Retyping the data exactly is the task. Include every line.

*** Opening of EXERCISE MATERIALS ***

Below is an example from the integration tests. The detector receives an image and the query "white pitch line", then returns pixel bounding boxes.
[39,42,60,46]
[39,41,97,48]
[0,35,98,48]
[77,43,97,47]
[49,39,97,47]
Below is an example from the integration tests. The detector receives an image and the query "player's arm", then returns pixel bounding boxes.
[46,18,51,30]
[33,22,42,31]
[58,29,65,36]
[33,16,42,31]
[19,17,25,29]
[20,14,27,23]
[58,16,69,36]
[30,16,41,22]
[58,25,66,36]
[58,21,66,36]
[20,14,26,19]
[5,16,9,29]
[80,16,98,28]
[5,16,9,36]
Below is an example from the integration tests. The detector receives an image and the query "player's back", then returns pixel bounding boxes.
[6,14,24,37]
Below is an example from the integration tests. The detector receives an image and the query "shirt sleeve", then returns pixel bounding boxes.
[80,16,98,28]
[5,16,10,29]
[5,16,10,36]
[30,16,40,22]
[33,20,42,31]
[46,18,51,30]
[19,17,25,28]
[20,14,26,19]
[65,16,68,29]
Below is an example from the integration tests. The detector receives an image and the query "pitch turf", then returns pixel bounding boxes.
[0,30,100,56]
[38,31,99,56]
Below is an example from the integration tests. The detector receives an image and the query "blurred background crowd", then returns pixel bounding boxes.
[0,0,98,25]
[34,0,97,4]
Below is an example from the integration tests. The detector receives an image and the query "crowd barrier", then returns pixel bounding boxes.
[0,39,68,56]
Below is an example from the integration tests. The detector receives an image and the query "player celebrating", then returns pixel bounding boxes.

*** Close of EXERCISE MATERIALS ***

- **TASK RESULT**
Below is an example from the integration tests. The detector receives an image and the query "white pitch line", then returns pixel bounding boxes.
[39,42,60,46]
[39,41,97,48]
[0,35,98,48]
[77,43,97,47]
[49,39,97,47]
Below is an example from the integration tests. The detector receives an image and the query "player's arm", then returns pixel bounding boxes.
[46,18,51,30]
[33,22,42,31]
[58,29,65,36]
[33,16,42,31]
[19,17,25,29]
[20,14,27,23]
[58,16,69,36]
[30,16,41,22]
[58,25,66,36]
[58,21,66,36]
[20,14,26,19]
[5,16,9,29]
[80,16,98,28]
[5,16,9,36]
Below is an example from the integration tests. The detector receives an image and the query "player's back", then returns pixel bounding boxes.
[6,14,24,37]
Below is an example from the integration tests. The detector receives an image and the query "shirt sleeve", then returns pixel bounding boxes.
[80,16,98,28]
[5,16,10,29]
[5,16,10,36]
[30,16,40,22]
[33,20,42,31]
[46,18,51,30]
[19,17,25,28]
[20,14,26,19]
[65,16,68,29]
Below is an example from the integration tests. The detector receives an image and the query "pitch turf", then returns pixel bounding boxes.
[0,30,100,56]
[38,31,99,56]
Below is an example from the integration tests. The detector receives an image and the query "blurred background crowd", then returns pixel bounding boxes.
[0,0,98,25]
[34,0,97,4]
Below is an example from the integration tests. The detector receives an image and the query "crowd barrier", then returns pixel bounding boxes.
[0,39,68,56]
Below is an example from the integration tests. The detector receives an image and the query "player celebrating", then returns pixel bounding boxes.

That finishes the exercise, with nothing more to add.